*Given instruction 1*
In the essay on being unreasonable, how is reasonableness defined?
*Given instruction 2*
Say whether each statement agrees with the essay on being unreasonable, and quote the deciding words: (a) The repairman's real reason for not coming is a basketball game. (b) Excuses and justifications produce some results. (c) The people in the project example have often tried to finish such a project in one day.
*Given instruction 3*
Please carry on the essay on being unreasonable from the point where it stops.

*Document segment*
══════
| The Benefits of Being
Unreasonable
You succeed when you are unreasonable.
You neither give nor accept excuses. You insist on success.
L. Ron Hubbard defines reasonableness as "faulty
explanations." When you agree with faulty explanations, you
are too reasonable.
Examples of faulty explanations:
"I can’t repair your furnace today
as it might rain." The truth
is, the repairman is going to a basketball game.
"None of the staff will work past
5:00." The truth is, the
manager does not want to work past 5:00.
"I can’t pay you as I promised as
my wife is sick and can’t fix our meals." The
truth is, he is spending the money elsewhere.
"We’ll never get this project done
today as we’ve never done it in one day before."
The truth is, they’ve never tried to get it done in one day.
Why Agree?
If you agree with faulty explanations,
you agree to fail. Excuses,
justifications and reasonableness produce nothing.
Yet disagreeing often helps you succeed.
"If you can’t fix the furnace
today because of the rain, no problem. I’ll see if I can find someone
who repairs furnaces, despite the rain."
"I believe lots of people will work
past 5:00. You are the manager and need to handle the schedules. Do you
need me to show you how to do it?"
"Well, I’m sorry about your wife,
but don’t see how that’s related. You agreed to pay me today, so I’ll
have to get the money from you right now as you promised."
"So what if we’ve never done a
project like this in one day. We are better at this than ever before and
I think we can get it done if we get going right now!"
The sun shines, the birds sing and
everything improves when you disagree with faulty explanations. The lies
disappear, the truth comes out and the solutions are obvious.
══════
*Given information*

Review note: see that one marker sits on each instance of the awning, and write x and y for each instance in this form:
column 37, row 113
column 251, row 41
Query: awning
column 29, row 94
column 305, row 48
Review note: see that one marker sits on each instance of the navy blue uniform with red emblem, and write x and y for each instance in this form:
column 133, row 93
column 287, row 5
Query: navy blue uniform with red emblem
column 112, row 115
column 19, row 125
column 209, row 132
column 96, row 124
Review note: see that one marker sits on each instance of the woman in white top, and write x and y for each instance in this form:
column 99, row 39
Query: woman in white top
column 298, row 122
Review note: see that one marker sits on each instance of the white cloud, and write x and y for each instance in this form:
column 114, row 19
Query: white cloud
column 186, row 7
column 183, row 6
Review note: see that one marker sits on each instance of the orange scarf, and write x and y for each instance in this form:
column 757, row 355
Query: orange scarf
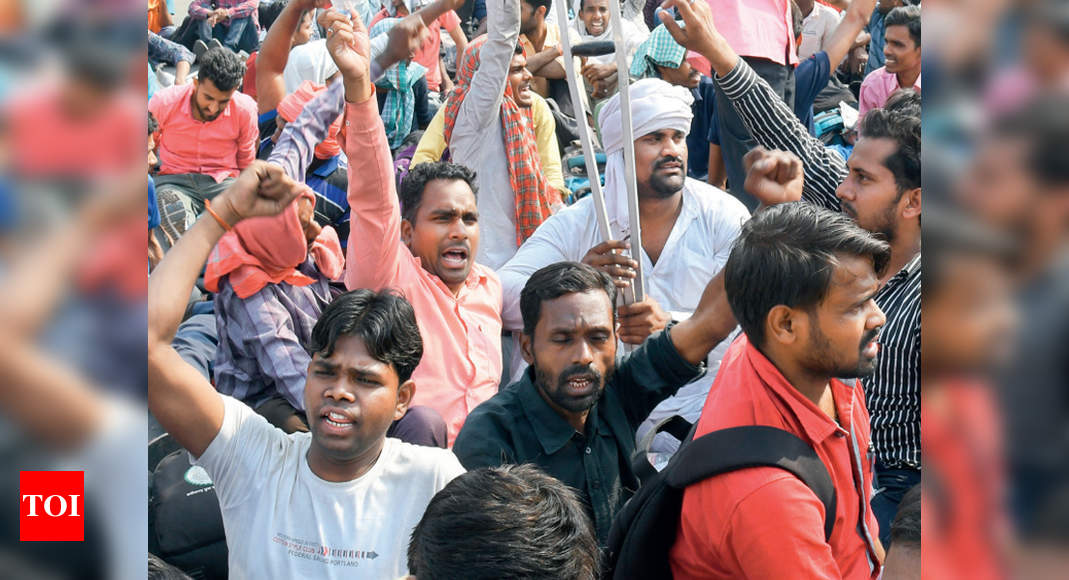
column 261, row 251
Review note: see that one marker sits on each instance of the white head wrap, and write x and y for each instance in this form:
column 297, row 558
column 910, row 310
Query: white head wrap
column 655, row 105
column 310, row 61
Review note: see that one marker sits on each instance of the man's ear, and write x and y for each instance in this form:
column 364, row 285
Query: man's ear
column 526, row 347
column 784, row 325
column 405, row 391
column 911, row 203
column 406, row 233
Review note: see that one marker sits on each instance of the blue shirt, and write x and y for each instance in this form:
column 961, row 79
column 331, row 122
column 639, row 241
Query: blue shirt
column 702, row 129
column 810, row 77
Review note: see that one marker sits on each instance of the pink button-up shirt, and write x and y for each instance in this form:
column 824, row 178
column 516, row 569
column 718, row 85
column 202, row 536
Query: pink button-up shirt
column 757, row 28
column 877, row 87
column 462, row 334
column 221, row 147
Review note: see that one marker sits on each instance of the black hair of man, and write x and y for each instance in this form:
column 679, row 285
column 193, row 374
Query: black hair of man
column 415, row 183
column 905, row 528
column 222, row 67
column 904, row 129
column 908, row 16
column 158, row 569
column 786, row 254
column 384, row 320
column 556, row 280
column 536, row 3
column 950, row 236
column 904, row 102
column 1042, row 124
column 508, row 521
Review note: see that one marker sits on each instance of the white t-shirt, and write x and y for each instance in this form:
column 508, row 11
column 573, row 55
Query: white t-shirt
column 283, row 521
column 817, row 29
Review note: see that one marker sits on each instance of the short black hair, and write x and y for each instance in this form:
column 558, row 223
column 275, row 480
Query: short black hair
column 222, row 67
column 415, row 183
column 1042, row 124
column 904, row 102
column 556, row 280
column 905, row 528
column 908, row 16
column 508, row 521
column 904, row 129
column 536, row 3
column 384, row 320
column 786, row 254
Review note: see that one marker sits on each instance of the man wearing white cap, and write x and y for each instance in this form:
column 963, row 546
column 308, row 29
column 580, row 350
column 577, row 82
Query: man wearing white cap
column 687, row 230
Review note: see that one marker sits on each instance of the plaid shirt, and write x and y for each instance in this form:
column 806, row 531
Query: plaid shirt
column 236, row 9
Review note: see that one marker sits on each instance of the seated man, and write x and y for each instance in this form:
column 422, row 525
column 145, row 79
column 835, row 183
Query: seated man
column 345, row 490
column 575, row 410
column 687, row 231
column 902, row 60
column 233, row 22
column 482, row 523
column 489, row 127
column 207, row 134
column 428, row 252
column 432, row 144
column 801, row 281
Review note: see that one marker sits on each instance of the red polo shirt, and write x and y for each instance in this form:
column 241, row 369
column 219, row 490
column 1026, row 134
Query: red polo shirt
column 763, row 522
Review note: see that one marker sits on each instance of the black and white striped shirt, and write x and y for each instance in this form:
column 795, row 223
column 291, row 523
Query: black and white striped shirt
column 893, row 393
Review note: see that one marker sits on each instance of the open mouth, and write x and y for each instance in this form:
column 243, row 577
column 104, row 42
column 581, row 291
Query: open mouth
column 337, row 420
column 454, row 257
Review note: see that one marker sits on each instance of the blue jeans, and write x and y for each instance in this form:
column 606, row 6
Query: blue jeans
column 891, row 485
column 235, row 34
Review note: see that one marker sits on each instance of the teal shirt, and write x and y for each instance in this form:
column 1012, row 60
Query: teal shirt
column 517, row 426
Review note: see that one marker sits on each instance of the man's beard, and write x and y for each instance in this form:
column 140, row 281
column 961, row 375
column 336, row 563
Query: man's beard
column 822, row 359
column 663, row 186
column 557, row 395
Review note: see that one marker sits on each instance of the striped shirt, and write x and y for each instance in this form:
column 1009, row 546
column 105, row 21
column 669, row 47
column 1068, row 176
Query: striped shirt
column 893, row 393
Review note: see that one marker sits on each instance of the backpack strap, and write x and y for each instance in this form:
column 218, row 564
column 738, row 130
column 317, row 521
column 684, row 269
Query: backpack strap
column 754, row 445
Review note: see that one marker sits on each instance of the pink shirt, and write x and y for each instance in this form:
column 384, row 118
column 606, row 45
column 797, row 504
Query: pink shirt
column 428, row 56
column 757, row 28
column 462, row 334
column 877, row 87
column 221, row 147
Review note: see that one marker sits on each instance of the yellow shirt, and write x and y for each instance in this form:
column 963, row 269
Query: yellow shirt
column 433, row 142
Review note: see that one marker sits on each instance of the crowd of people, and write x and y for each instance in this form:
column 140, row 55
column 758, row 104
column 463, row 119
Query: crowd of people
column 385, row 320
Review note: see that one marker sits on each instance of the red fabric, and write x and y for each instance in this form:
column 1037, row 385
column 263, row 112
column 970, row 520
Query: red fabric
column 249, row 83
column 291, row 106
column 261, row 251
column 535, row 196
column 763, row 522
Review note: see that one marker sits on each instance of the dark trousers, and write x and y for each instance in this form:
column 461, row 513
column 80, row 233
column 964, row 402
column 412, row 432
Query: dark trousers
column 891, row 485
column 736, row 140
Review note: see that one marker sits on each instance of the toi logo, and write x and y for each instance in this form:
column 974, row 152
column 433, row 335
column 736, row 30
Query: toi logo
column 51, row 506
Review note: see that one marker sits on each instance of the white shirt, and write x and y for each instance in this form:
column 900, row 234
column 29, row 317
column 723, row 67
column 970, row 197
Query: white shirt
column 283, row 521
column 816, row 29
column 697, row 248
column 478, row 141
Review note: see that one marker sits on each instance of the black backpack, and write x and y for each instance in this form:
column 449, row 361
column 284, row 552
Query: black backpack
column 645, row 530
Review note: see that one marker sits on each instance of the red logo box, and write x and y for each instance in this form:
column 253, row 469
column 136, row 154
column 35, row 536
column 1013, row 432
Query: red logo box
column 51, row 506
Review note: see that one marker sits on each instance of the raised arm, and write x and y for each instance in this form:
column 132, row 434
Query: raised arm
column 770, row 121
column 483, row 100
column 181, row 398
column 845, row 35
column 275, row 52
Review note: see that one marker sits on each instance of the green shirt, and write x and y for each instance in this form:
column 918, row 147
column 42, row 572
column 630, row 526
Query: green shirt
column 517, row 426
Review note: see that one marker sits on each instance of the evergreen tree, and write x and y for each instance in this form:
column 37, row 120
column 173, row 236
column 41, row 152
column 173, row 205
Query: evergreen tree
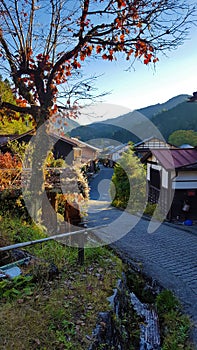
column 129, row 180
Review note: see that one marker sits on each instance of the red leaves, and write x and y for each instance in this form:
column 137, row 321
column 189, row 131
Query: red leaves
column 21, row 102
column 121, row 3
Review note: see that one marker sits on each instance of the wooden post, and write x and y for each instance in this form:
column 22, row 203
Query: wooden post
column 81, row 250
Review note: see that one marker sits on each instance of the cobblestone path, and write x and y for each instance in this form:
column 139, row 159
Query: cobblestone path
column 168, row 255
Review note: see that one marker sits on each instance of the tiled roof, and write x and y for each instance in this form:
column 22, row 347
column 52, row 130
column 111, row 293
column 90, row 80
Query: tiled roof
column 175, row 158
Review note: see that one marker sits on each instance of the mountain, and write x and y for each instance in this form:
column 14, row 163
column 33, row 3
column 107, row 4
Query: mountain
column 153, row 110
column 65, row 125
column 120, row 128
column 181, row 117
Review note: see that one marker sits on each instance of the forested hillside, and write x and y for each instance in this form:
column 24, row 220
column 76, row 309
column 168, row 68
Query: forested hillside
column 181, row 117
column 117, row 128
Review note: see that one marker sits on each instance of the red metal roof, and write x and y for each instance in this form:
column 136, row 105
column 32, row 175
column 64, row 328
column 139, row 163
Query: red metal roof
column 175, row 158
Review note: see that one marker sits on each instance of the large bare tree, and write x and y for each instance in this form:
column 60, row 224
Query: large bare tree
column 43, row 44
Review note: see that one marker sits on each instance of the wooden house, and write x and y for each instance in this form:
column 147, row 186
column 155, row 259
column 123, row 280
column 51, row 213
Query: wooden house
column 69, row 149
column 172, row 179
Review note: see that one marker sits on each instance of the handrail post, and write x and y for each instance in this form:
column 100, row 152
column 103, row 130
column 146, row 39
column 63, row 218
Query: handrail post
column 81, row 249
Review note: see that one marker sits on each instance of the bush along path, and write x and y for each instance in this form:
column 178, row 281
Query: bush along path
column 55, row 303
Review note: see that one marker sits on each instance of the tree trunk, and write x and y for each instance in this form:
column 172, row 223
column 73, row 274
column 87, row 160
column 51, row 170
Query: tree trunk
column 35, row 195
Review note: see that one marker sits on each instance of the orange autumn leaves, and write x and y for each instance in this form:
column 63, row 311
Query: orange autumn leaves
column 124, row 34
column 10, row 168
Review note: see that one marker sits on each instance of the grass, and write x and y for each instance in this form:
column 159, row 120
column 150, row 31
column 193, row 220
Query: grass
column 59, row 314
column 46, row 314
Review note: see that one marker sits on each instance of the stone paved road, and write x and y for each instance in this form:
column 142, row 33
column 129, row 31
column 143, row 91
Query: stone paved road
column 169, row 255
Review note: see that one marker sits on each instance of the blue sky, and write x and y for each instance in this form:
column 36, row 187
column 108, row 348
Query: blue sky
column 174, row 74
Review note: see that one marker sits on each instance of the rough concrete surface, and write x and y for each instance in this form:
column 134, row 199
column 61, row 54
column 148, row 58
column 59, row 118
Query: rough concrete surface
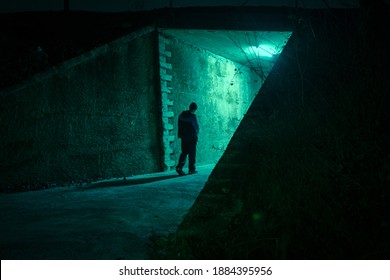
column 111, row 219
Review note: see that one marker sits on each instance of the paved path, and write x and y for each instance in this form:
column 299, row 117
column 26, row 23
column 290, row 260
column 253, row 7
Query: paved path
column 112, row 219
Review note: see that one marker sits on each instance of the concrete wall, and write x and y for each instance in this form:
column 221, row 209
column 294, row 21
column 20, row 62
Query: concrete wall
column 222, row 89
column 95, row 116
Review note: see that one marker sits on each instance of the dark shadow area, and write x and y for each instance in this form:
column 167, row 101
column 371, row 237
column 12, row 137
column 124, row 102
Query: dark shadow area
column 128, row 182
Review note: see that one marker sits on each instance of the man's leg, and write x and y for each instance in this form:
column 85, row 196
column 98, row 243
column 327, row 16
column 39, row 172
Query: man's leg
column 183, row 157
column 192, row 157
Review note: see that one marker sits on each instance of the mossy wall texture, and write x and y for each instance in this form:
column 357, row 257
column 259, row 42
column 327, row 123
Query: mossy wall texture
column 93, row 117
column 222, row 89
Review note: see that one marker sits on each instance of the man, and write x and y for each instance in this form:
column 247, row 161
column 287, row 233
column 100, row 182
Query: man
column 188, row 130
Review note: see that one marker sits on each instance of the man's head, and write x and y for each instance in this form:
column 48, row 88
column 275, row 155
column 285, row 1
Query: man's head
column 193, row 107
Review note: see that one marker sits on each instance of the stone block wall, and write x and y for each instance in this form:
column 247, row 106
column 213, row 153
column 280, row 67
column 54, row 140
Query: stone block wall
column 223, row 90
column 95, row 116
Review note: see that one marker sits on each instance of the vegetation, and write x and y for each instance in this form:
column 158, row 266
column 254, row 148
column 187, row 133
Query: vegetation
column 306, row 175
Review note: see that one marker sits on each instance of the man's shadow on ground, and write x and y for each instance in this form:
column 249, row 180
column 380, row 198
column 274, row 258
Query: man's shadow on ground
column 128, row 182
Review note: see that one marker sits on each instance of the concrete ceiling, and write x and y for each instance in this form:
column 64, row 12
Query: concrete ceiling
column 239, row 46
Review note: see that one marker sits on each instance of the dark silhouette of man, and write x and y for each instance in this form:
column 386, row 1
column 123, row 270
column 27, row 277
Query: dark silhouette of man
column 188, row 130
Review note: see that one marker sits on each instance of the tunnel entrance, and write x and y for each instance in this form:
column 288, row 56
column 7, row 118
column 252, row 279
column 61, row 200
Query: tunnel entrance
column 222, row 71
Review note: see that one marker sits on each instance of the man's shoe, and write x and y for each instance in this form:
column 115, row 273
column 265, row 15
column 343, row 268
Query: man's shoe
column 180, row 171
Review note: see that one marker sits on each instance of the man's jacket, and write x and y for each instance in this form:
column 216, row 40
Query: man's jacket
column 188, row 126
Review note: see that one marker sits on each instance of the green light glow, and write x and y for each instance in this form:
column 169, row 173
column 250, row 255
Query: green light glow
column 263, row 50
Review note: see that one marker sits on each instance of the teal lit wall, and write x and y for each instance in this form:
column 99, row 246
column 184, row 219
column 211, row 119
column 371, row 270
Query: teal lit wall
column 222, row 89
column 96, row 116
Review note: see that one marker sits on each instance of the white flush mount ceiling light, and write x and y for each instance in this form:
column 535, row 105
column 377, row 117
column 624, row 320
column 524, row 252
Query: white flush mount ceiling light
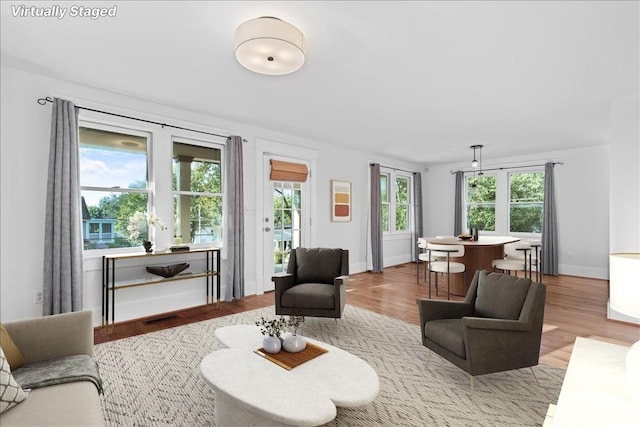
column 269, row 45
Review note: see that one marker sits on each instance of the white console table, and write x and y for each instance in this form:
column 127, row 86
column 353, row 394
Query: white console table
column 595, row 391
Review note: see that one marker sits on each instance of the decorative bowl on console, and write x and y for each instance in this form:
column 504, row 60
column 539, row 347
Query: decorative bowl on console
column 169, row 270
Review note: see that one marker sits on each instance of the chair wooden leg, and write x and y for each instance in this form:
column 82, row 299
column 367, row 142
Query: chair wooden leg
column 534, row 375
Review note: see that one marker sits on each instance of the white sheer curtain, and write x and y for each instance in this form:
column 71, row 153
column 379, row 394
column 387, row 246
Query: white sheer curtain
column 459, row 203
column 376, row 220
column 418, row 212
column 62, row 279
column 549, row 223
column 234, row 230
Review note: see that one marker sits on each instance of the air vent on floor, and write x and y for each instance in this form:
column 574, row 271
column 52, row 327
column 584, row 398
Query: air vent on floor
column 159, row 320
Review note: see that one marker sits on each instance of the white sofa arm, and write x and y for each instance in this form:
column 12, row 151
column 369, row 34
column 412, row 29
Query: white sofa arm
column 50, row 337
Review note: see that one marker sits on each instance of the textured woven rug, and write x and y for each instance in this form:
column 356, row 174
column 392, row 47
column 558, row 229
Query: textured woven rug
column 154, row 380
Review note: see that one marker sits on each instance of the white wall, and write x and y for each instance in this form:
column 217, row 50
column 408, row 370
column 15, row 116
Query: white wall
column 625, row 176
column 625, row 190
column 582, row 197
column 24, row 162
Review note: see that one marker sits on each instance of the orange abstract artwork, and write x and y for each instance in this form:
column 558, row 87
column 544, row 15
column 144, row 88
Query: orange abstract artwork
column 341, row 201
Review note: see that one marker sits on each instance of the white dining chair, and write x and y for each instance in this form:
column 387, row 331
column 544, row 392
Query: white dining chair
column 436, row 252
column 516, row 258
column 423, row 256
column 535, row 260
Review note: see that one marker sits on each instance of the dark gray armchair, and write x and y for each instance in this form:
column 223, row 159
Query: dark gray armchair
column 315, row 283
column 498, row 326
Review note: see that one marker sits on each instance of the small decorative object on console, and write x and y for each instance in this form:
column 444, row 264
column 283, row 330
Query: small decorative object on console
column 169, row 270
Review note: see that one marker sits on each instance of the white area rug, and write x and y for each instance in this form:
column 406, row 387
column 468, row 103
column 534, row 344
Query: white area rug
column 154, row 380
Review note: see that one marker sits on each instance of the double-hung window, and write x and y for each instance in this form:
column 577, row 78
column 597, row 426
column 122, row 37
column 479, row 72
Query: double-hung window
column 481, row 202
column 507, row 202
column 114, row 183
column 526, row 197
column 197, row 190
column 395, row 194
column 129, row 177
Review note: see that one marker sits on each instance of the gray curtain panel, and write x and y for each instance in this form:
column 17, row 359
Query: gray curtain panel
column 459, row 203
column 418, row 212
column 62, row 281
column 234, row 231
column 549, row 224
column 376, row 220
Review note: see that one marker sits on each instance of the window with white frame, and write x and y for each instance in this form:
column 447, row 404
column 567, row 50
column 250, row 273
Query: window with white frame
column 395, row 194
column 526, row 198
column 506, row 202
column 124, row 180
column 481, row 202
column 197, row 189
column 114, row 184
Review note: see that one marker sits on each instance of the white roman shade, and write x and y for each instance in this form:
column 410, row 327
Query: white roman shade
column 287, row 171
══════
*Expected answer 1*
As "faulty explanations."

*Expected answer 2*
(a) Yes: "the repairman is going to a basketball game."
(b) No: "Excuses, justifications and reasonableness produce nothing."
(c) No: "they’ve never tried to get it done in one day."

*Expected answer 3*
As well as being unreasonable about
problems with others, you must be unreasonable with yourself. For
example, "I’m tired and
want to go home early. Too bad! I need to disagree and WAKE UP! I'll
take a brisk walk. Today should be a day I can be proud of."
The most important thing you must be
unreasonable about is DOWN STATISTICS.
"The one big god-awful mistake an
executive can make in reading and managing by graph is being reasonable
about graphs. This is called JUSTIFYING A STATISTIC."
"One sees a graph down and says `Oh
well, of course, that's-----------' and at that moment you've had
it."
"Never JUSTIFY why a graph continues
to be down and never be reasonable about it. A down graph is simply a
down graph and somebody is goofing."
— L. Ron Hubbard
At some point, we have all given or
received excuses for stagnant or shrinking statistics. Because these are
faulty explanations, no solutions are possible.
"Reading skills are getting worse in
the United States because we have too many television channels."
"Our business failed because nobody
would buy our stocks any longer."
"No one buys cars from Pete because
he’s too old."
However, when you disagree with
explanations and find the truth, the solutions are OBVIOUS. Examples:
"Television has nothing to do with
reading skills. What else could it be? Oh! Are children taught to use a
dictionary?"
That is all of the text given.